[BEGIN Extracted entries]
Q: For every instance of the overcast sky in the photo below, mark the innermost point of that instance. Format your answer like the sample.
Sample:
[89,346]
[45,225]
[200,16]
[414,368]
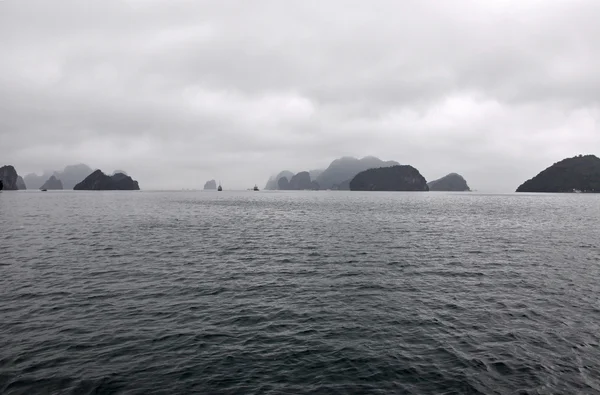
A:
[176,92]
[END Extracted entries]
# Objective
Render every line of the rows above as a Markdown table with the columns No. and Line, numbering each line and skipping any blank ones. Leave out the pictures.

# Answer to this problem
| No. | Line |
|---|---|
| 1 | Q: For every instance of the overcast sky in the photo below, mark the innermost point of that instance. Format your answer like the sample. |
| 2 | Sample: |
| 3 | [89,346] |
| 4 | [45,225] |
| 5 | [200,16] |
| 6 | [414,368] |
| 7 | A: |
| 8 | [176,92] |